Selected excerpt:
************

Joe Gladke, Hennepin County’s Manager of Engineering and Transit Planning, mentioned in a presentation to the Minneapolis TPW Committee that LRT and full BRT was dropped from West Broadway because of business owners’ concern over loss of parking.  That’s like being concerned over loss of sand in the Sahara.  I did a quick measurement of parking lots in the West Broadway business district and found that 16 of the 64 acres between Girard and 94, 18th and 21st are parking lots – that’s 25% of the gross area!  (And that’s not counting the 550 space lot that will be built with MPS’ new headquarters.)

Lots of lots (sorry I couldn’t resist)

So it’s possible to build reserved-guideway BRT on West Broadway that won’t disrupt traffic and will remove only a handful of businesses.  This alignment would go through the heart of North Minneapolis, serving thousands more residents, and present ample opportunities for TOD (see vast parking lot fields above).  Based on the cost estimates from the AA – where BRT generally came in at around half the cost of LRT – it would still cost substantially less than the proposed LRT alternatives.  That would allow perks like the conversion of the 4th St Viaduct to a combined reversible roadway and two-way busway, which would serve an additional high-density neighborhood and provide a benefit to the express bus network.

The lower cost of BRT would also allow both Brooklyn Park and Maple Grove to serve as termini for the same price, although the AA study didn’t find benefits commensurate to the costs of serving both branches.  I stubbornly maintain that if we’re going to spend regional money on a development-inducing transitway, it would benefit the region more to serve existing struggling activity centers like Brooklyn Center rather than provide a further incentive to fringe development.  But the other advantage of BRT, apparently unexplored in the Bottineau process, is that multiple routes with vastly different termini can branch out after using the busway, known as Open BRT.  So Maple Grove and Brooklyn Park could both be served, even if the guideway continues to Brooklyn Center, as could Plymouth, New Hope, Crystal or even Rogers.

I hope I’m not focusing on BRT because of the recent flak Hiawatha has taken from anti-transit ideologues, who nonetheless have a valid point about how expensive the line is both to build and to operate.  Central and likely Southwest serve enough high-density areas that they’re likely to better justify their costs, and since Hiawatha serves major regional destinations like the airport and the MOA it will likely benefit significantly from the network effect of three light rail lines.

************

Dataset records
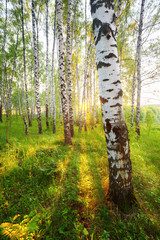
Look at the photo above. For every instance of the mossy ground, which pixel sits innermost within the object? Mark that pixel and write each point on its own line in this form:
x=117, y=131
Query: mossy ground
x=60, y=192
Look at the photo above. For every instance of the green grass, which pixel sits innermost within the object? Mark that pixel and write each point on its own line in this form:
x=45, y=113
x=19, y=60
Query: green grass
x=60, y=192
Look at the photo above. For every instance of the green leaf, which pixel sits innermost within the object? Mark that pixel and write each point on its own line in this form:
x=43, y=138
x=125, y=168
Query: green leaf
x=85, y=232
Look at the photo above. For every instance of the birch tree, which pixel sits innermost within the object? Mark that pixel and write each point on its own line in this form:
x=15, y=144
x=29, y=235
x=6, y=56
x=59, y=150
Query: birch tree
x=47, y=123
x=24, y=65
x=69, y=84
x=3, y=64
x=53, y=88
x=36, y=70
x=62, y=75
x=139, y=45
x=116, y=133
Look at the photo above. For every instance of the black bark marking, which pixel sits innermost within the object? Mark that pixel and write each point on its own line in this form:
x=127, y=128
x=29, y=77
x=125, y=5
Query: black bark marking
x=111, y=55
x=103, y=100
x=108, y=125
x=109, y=90
x=104, y=29
x=105, y=80
x=114, y=45
x=94, y=7
x=102, y=64
x=120, y=93
x=114, y=18
x=116, y=82
x=116, y=105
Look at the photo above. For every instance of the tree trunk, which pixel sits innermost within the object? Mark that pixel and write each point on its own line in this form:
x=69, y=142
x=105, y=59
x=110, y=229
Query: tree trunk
x=47, y=123
x=69, y=84
x=85, y=71
x=3, y=63
x=133, y=97
x=62, y=76
x=53, y=84
x=13, y=71
x=24, y=63
x=139, y=45
x=116, y=133
x=36, y=71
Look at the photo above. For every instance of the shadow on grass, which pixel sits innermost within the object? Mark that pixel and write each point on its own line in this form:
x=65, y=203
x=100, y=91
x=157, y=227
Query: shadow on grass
x=24, y=189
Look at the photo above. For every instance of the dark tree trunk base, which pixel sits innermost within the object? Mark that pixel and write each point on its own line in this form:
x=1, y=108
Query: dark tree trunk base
x=125, y=200
x=1, y=120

************

Written tasks:
1 - Echo the West Broadway transit passage word for word, the stretch from "So it’s possible" through "express bus network.".
2 - Please mark each statement about the West Broadway transit passage yes or no, and quote the words that settle it: (a) 16 of the 64 acres counted in the business district are parking lots. (b) The AA study found benefits commensurate to the costs of serving both branches. (c) BRT generally came in at around half the cost of LRT.
These records were taken from a separate source.

Outputs:
1 -
So it’s possible to build reserved-guideway BRT on West Broadway that won’t disrupt traffic and will remove only a handful of businesses.  This alignment would go through the heart of North Minneapolis, serving thousands more residents, and present ample opportunities for TOD (see vast parking lot fields above).  Based on the cost estimates from the AA – where BRT generally came in at around half the cost of LRT – it would still cost substantially less than the proposed LRT alternatives.  That would allow perks like the conversion of the 4th St Viaduct to a combined reversible roadway and two-way busway, which would serve an additional high-density neighborhood and provide a benefit to the express bus network.

2 -
(a) Yes: "16 of the 64 acres between Girard and 94, 18th and 21st are parking lots"
(b) No: "the AA study didn’t find benefits commensurate to the costs of serving both branches"
(c) Yes: "BRT generally came in at around half the cost of LRT"